= Tekst =
::::

Wanneer een werknemer het bedrijf verlaat, roept dit verschillende operationele en juridische vragen op met betrekking tot het beheer en de opvolging van de werkmailbox.
Met de groeiende aandacht voor gegevensbescherming en privacy, is het van cruciaal belang voor werkgevers om zorgvuldig om te gaan met de gegevens in de mailbox van een vertrokken werknemer.
In dit blogbericht zullen we ingaan op enkele veel gestelde vragen en bespreken we praktische tips, rekening houdend met de wetgeving, alsook de aanbevelingen en beslissingen van de Belgische gegevensbeschermingsautoriteit (GBA).
1. Mag de mailbox van de werknemer nog actief gebruikt worden na zijn vertrek?
Neen. De mailbox op naam van de uit dienst getreden werknemer mag niet meer actief gebruikt worden.

::::

(Items voor regio-annotatie)
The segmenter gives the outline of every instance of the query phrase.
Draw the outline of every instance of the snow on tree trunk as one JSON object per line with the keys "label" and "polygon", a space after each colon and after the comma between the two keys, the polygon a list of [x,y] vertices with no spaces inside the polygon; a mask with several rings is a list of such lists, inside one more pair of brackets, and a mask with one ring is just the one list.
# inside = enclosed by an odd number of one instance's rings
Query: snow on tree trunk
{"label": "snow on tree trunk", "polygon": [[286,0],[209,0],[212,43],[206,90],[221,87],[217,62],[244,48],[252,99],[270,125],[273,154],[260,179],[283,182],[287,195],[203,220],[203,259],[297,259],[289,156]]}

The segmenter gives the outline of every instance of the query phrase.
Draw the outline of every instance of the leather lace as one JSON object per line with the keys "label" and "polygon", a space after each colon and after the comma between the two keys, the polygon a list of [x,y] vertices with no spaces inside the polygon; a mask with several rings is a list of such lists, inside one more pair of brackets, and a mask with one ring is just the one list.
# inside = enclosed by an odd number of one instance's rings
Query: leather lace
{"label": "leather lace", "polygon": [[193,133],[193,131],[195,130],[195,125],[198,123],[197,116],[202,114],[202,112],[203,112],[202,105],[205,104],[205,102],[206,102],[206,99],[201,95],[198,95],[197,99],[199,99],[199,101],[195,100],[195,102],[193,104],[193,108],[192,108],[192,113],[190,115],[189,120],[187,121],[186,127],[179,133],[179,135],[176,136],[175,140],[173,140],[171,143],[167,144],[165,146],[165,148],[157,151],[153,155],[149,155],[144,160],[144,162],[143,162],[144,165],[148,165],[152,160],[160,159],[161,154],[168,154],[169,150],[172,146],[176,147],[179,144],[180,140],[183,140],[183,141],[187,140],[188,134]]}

::::

= Opdrachten =
[A] Beantwoord alstublieft deze vragen over de tekst over de werkmailbox:
(i) Waarvoor groeit volgens de tekst de aandacht?
(ii) Welke instantie wordt genoemd als bron van aanbevelingen en beslissingen?
(iii) Mag de mailbox van een uit dienst getreden werknemer nog actief gebruikt worden?
[B] Haal uit de rijen elke regel die de tekenreeks "with" bevat. Hoofdletters en kleine letters tellen mee.
De tekst en de rijen komen uit verschillende bronnen.

= Antwoorden =
[A]
(i) Voor gegevensbescherming en privacy.
(ii) De Belgische gegevensbeschermingsautoriteit (GBA).
(iii) Neen, die mag niet meer actief gebruikt worden.

[B]
Draw the outline of every instance of the snow on tree trunk as one JSON object per line with the keys "label" and "polygon", a space after each colon and after the comma between the two keys, the polygon a list of [x,y] vertices with no spaces inside the polygon; a mask with several rings is a list of such lists, inside one more pair of brackets, and a mask with one ring is just the one list.
Draw the outline of every instance of the leather lace as one JSON object per line with the keys "label" and "polygon", a space after each colon and after the comma between the two keys, the polygon a list of [x,y] vertices with no spaces inside the polygon; a mask with several rings is a list of such lists, inside one more pair of brackets, and a mask with one ring is just the one list.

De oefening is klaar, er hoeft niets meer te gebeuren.